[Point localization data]
= = = = =
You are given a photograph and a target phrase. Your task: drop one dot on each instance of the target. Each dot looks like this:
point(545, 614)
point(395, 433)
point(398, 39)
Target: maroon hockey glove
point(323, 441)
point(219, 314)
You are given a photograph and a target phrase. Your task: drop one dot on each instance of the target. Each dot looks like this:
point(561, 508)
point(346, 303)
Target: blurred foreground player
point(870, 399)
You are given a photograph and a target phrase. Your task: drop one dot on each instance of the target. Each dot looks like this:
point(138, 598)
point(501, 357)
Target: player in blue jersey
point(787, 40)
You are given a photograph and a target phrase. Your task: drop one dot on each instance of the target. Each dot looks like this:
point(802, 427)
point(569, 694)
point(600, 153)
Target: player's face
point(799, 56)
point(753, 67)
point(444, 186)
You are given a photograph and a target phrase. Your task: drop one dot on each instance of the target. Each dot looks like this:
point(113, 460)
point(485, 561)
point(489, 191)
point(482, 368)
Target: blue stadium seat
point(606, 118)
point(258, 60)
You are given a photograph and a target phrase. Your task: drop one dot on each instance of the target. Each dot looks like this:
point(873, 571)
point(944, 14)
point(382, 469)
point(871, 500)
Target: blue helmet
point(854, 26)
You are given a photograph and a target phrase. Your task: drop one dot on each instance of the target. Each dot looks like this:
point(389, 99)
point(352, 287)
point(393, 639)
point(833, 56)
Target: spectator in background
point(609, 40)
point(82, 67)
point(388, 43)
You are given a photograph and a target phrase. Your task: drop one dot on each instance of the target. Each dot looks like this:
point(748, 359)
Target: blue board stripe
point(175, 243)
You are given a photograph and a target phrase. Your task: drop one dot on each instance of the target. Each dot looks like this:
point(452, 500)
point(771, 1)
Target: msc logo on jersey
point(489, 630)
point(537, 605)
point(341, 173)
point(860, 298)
= = = = =
All of the lines above should be returned exactly as written.

You are given a photograph and a target phrase. Your task: drop one dot on each instance of the target. Each dot looks like this:
point(545, 614)
point(395, 433)
point(398, 39)
Target: maroon hockey glove
point(323, 441)
point(219, 314)
You are given a photograph and a target phrase. Your task: drop one dot on each instance of the target. Each dot looks like this:
point(561, 508)
point(346, 303)
Target: blurred foreground player
point(870, 399)
You are given a photograph and a target phrase. Your task: drop one dot on each instance of the target. Each dot looks like this:
point(138, 598)
point(501, 357)
Target: player in blue jersey
point(787, 40)
You are given a photograph and a target phrase. Your task: drop one dot on each instance of the target. Each dot looks like this:
point(802, 427)
point(569, 694)
point(600, 153)
Target: player's face
point(799, 56)
point(753, 67)
point(444, 186)
You are given a photograph and a target phrase. Your task: drop one dot on each instance of the target. Each dot looks like this:
point(113, 460)
point(485, 561)
point(489, 191)
point(482, 368)
Target: blue stadium seat
point(606, 118)
point(258, 60)
You are given a photograph and a target phrase. Your task: drop one dot on each instance of the target. Each dot looks like this:
point(873, 571)
point(944, 14)
point(382, 469)
point(871, 500)
Target: blue helmet
point(854, 26)
You are given a photograph and a target phrase. Your task: drop one dot on each instance of the target. Each dot looks like this:
point(389, 99)
point(352, 287)
point(393, 639)
point(833, 56)
Target: spectator in background
point(609, 40)
point(82, 67)
point(388, 43)
You are given a photograph and a target phrase. Your task: drop one dot on each instance of the target. Each dot looks like this:
point(748, 359)
Target: blue board stripe
point(175, 243)
You are given a photograph and a target phrase. Your task: drop one dot on each instance of the target. Each dot looks like this:
point(452, 500)
point(771, 1)
Target: msc logo on jersey
point(489, 630)
point(537, 605)
point(341, 173)
point(860, 298)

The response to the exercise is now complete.